LISTED RECORDS:
= = = = = = =

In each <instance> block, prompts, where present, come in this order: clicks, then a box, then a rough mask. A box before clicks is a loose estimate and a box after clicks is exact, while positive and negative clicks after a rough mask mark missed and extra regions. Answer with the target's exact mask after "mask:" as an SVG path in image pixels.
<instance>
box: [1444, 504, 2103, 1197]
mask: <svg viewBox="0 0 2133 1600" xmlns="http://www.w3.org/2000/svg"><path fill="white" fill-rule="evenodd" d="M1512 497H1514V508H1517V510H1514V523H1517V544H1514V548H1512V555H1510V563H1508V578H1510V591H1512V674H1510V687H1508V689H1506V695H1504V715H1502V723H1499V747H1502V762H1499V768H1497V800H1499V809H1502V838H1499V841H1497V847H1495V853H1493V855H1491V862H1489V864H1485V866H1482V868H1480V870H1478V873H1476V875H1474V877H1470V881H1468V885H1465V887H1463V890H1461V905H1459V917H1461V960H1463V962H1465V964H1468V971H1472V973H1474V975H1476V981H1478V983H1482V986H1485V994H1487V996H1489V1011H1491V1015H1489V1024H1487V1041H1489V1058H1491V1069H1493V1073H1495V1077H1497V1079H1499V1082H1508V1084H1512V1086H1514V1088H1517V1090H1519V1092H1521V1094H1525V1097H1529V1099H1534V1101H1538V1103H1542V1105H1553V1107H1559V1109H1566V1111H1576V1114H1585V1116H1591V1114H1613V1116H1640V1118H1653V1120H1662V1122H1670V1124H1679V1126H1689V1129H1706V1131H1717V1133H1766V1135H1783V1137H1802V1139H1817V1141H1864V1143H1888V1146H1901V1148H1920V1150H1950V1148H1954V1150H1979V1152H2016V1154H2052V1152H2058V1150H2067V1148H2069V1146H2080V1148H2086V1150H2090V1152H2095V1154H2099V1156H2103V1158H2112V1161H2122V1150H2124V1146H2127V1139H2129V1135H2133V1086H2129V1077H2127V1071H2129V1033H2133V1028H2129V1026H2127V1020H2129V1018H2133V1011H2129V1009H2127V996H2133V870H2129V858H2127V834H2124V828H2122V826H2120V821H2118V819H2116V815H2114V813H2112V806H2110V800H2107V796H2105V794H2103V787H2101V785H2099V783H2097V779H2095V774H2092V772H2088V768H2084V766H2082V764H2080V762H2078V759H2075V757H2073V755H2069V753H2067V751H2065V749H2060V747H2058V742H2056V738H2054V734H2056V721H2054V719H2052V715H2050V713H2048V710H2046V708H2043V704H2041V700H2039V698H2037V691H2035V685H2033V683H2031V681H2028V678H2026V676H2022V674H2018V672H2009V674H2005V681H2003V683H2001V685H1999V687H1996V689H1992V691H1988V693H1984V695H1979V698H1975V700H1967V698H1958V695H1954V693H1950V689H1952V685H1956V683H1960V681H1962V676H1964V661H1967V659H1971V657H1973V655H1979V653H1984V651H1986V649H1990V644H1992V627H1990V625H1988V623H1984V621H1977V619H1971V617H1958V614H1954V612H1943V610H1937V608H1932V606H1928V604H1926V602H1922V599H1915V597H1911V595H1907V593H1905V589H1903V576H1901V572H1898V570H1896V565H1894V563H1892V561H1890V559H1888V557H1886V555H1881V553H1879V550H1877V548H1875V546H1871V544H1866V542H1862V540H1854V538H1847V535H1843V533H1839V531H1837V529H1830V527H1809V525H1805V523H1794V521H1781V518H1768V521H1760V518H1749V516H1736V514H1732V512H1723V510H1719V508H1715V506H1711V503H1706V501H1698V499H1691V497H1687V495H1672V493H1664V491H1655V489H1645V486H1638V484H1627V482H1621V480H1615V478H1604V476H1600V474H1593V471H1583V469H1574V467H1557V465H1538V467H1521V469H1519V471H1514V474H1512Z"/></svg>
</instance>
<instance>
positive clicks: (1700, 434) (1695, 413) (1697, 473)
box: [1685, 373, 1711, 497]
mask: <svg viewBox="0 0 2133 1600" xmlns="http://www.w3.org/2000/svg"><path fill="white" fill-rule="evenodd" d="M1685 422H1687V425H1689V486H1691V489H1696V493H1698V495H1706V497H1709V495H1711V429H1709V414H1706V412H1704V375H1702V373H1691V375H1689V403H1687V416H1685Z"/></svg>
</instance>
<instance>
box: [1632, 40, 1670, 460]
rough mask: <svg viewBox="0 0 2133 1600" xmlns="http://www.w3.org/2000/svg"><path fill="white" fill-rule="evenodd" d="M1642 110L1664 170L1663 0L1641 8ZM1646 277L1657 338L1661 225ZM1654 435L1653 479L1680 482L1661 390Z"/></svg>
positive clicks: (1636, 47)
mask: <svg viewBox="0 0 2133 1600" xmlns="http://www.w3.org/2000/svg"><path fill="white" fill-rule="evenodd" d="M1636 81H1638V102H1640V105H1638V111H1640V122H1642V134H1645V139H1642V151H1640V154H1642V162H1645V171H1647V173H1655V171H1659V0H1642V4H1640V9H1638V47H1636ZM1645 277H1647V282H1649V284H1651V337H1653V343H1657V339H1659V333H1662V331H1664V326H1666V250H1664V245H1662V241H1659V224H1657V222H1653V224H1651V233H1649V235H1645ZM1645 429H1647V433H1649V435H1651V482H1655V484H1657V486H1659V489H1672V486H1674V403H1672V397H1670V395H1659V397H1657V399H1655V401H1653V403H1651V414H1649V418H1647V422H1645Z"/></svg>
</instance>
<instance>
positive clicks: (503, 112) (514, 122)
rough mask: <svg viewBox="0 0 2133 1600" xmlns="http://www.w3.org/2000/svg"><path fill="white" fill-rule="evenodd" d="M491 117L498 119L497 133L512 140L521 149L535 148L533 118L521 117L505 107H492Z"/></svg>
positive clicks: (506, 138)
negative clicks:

= = = = = = =

Lines above that include the string "negative" need to be copied.

TASK RESULT:
In each <instance> block, prompts, where present, come in this order: clicks, then a box, then a rough mask. A box before clicks is a loose estimate and a box after clicks is exact, while positive and negative clicks after a rough mask mark missed and extra regions. Answer with the target's exact mask after "mask:" as an SVG path in image pixels.
negative clicks:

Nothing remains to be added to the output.